— start —
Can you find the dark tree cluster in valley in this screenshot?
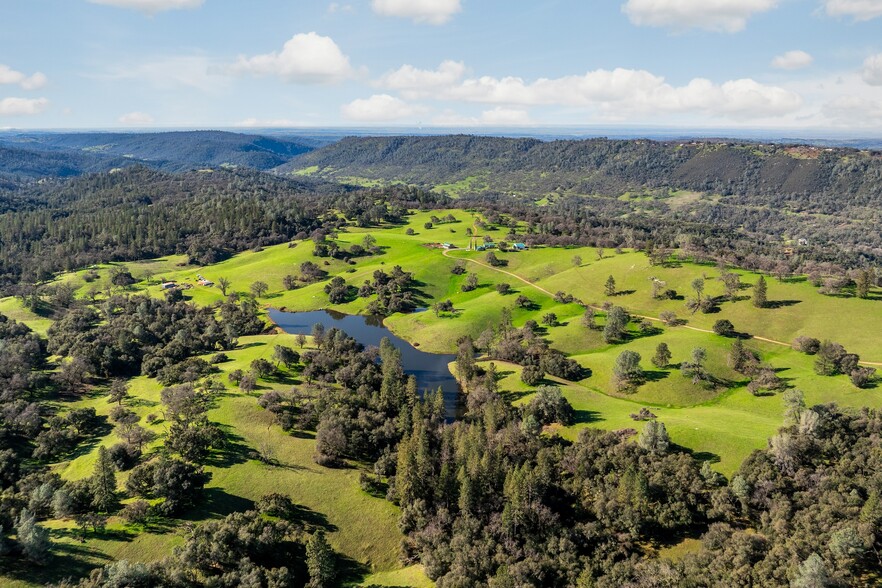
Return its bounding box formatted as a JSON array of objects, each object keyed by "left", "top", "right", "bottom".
[
  {"left": 49, "top": 295, "right": 264, "bottom": 378},
  {"left": 0, "top": 167, "right": 448, "bottom": 289}
]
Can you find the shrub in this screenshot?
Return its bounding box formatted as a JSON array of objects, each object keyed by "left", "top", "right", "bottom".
[
  {"left": 792, "top": 337, "right": 821, "bottom": 355},
  {"left": 714, "top": 319, "right": 735, "bottom": 337},
  {"left": 120, "top": 500, "right": 150, "bottom": 523},
  {"left": 849, "top": 367, "right": 876, "bottom": 388},
  {"left": 521, "top": 365, "right": 545, "bottom": 386}
]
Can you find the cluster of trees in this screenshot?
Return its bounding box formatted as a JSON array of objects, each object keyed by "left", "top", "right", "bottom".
[
  {"left": 358, "top": 265, "right": 420, "bottom": 316},
  {"left": 292, "top": 329, "right": 422, "bottom": 467},
  {"left": 628, "top": 400, "right": 882, "bottom": 586},
  {"left": 389, "top": 386, "right": 716, "bottom": 587},
  {"left": 49, "top": 295, "right": 264, "bottom": 382},
  {"left": 0, "top": 167, "right": 449, "bottom": 292},
  {"left": 793, "top": 336, "right": 876, "bottom": 388},
  {"left": 297, "top": 136, "right": 882, "bottom": 271},
  {"left": 59, "top": 494, "right": 338, "bottom": 588},
  {"left": 457, "top": 307, "right": 586, "bottom": 384}
]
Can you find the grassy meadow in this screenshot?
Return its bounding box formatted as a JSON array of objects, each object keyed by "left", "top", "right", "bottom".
[{"left": 0, "top": 209, "right": 882, "bottom": 586}]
— end —
## OBJECTIVE
Could you retype all of the data above word for word, leaving out any pictures?

## THE RESULT
Can you find the dark tree cluster in valley in this screenshot?
Return its bounding box formatted as a JSON array of objects, each object keyed by "left", "top", "right", "bottom".
[
  {"left": 49, "top": 295, "right": 264, "bottom": 378},
  {"left": 0, "top": 167, "right": 448, "bottom": 289}
]
Can you find the shrub in this screenshot?
Return its bounding box formatted as a JSON array of objects, each object keyed by "left", "top", "right", "bottom".
[
  {"left": 792, "top": 337, "right": 821, "bottom": 355},
  {"left": 714, "top": 319, "right": 735, "bottom": 337},
  {"left": 120, "top": 500, "right": 150, "bottom": 523},
  {"left": 849, "top": 367, "right": 876, "bottom": 388},
  {"left": 521, "top": 365, "right": 545, "bottom": 386}
]
Can you find the cluster of trees in this screenshot?
Return its bounding box formatted as a JSON array of objects, each object keyed by "left", "top", "right", "bottom".
[
  {"left": 358, "top": 265, "right": 420, "bottom": 316},
  {"left": 292, "top": 329, "right": 422, "bottom": 467},
  {"left": 628, "top": 400, "right": 882, "bottom": 586},
  {"left": 389, "top": 386, "right": 716, "bottom": 587},
  {"left": 49, "top": 295, "right": 264, "bottom": 382},
  {"left": 0, "top": 167, "right": 449, "bottom": 292},
  {"left": 793, "top": 336, "right": 876, "bottom": 388},
  {"left": 297, "top": 136, "right": 882, "bottom": 271},
  {"left": 59, "top": 494, "right": 338, "bottom": 588},
  {"left": 457, "top": 307, "right": 586, "bottom": 384}
]
Can you find the grassy meadow in this screenshot?
Return its bounding box formatted as a JSON array of objects, each object keyed by "left", "top", "right", "bottom".
[{"left": 0, "top": 209, "right": 882, "bottom": 586}]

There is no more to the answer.